Could you copy the Slaanesh discussion from "Also this may" up to and including "for point basis.", swapping every "models" for "miniatures"?

(Text block)

Also this may seem offensive, but if you grew up with GW your opinion on the whole what is slaanesh like has considerably less weight. The reason being you have slowy been fed the GW interpretation of Slaanesh hence when the concept of slaanesh is brought up you will unconsciously draw on your iconic traces of GW's imagery. 

Case in point I told a friend about the cause gods, and then showed him some unpainted models after he had had time to wounder what the minions of such beings would look like. He got the nurgle stuff right of the bat, and the Khorn stuff, but fiends, and the keeper of secrets didn't ring a bell for him. He even falsely asked if the model with the four arms was a undivided model.


----------



## D-A-C (Sep 21, 2010)

Righteo Eleven here we go (because I can't quote the parts in yellow I'll just generally address your post on a point for point basis.

*1.* About Slaanesh not being real and choosing crab claws to represent himself, the problem with that line of argument is that it ends up meaning we can't actually discuss anything as at some point somebody came up with an idea about Slaanesh off the top of their heads. The main positive of the crab claws is that they look cool. But as that is a personal opinion that gets us nowhere. But to me it just seems Slaaneshi. But it's not completely illogical and out of place becuase my point was, daemonettes kill people. The only time they don't is because they are luring people into a trap where they can then kill them. They are a minor part of Slaanesh's power created to kill and serve in his name. 


*2. *Daemonettes might be alluring but it is way too basic to assume that they are judged entirely by their looks. They might emit beautiful music, might intoxicate you with their aromas and scents, they might move in a rythmic manner that leaves you speechless and hypnotised as they close in for the kill. A brilliant example would be from the film _Spliced_ the creature in it is ugly as heck, but at times it's quite sexual and you can't help but watch to see what its going to do next. So like I said, looks are an insignificant aspect of attraction when it comes to Slaanesh.

(End Text block)
(Stored data)

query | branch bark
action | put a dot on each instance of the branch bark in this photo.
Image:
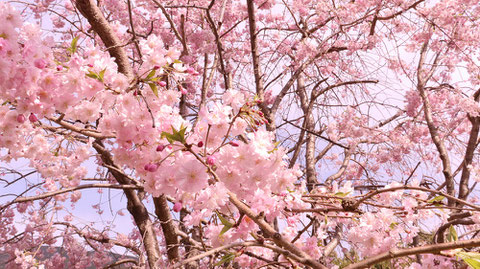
(135, 207)
(392, 254)
(101, 26)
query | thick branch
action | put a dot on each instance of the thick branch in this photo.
(421, 81)
(135, 207)
(392, 254)
(168, 227)
(101, 26)
(277, 238)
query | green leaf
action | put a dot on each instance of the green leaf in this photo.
(436, 199)
(226, 223)
(226, 259)
(101, 74)
(470, 258)
(224, 220)
(154, 88)
(94, 76)
(175, 135)
(341, 194)
(151, 74)
(452, 234)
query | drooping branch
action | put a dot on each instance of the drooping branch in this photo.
(257, 72)
(471, 146)
(427, 110)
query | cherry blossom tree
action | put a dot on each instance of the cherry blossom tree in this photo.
(240, 134)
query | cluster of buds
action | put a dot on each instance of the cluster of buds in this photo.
(251, 113)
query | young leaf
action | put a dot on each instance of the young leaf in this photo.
(436, 199)
(226, 223)
(175, 135)
(151, 74)
(452, 234)
(226, 259)
(341, 194)
(470, 258)
(93, 75)
(154, 88)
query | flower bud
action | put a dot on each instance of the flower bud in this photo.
(177, 206)
(211, 160)
(40, 63)
(190, 70)
(32, 118)
(20, 118)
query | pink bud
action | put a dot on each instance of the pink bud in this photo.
(190, 70)
(211, 160)
(160, 147)
(20, 118)
(177, 206)
(32, 118)
(40, 63)
(151, 167)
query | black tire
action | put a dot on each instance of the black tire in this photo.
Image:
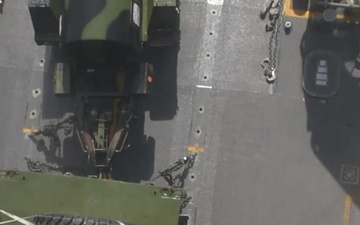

(End Stored data)

Solution to this task
Also this may seem offensive, but if you grew up with GW your opinion on the whole what is slaanesh like has considerably less weight. The reason being you have slowy been fed the GW interpretation of Slaanesh hence when the concept of slaanesh is brought up you will unconsciously draw on your iconic traces of GW's imagery. 

Case in point I told a friend about the cause gods, and then showed him some unpainted miniatures after he had had time to wounder what the minions of such beings would look like. He got the nurgle stuff right of the bat, and the Khorn stuff, but fiends, and the keeper of secrets didn't ring a bell for him. He even falsely asked if the model with the four arms was a undivided model.


----------



## D-A-C (Sep 21, 2010)

Righteo Eleven here we go (because I can't quote the parts in yellow I'll just generally address your post on a point for point basis.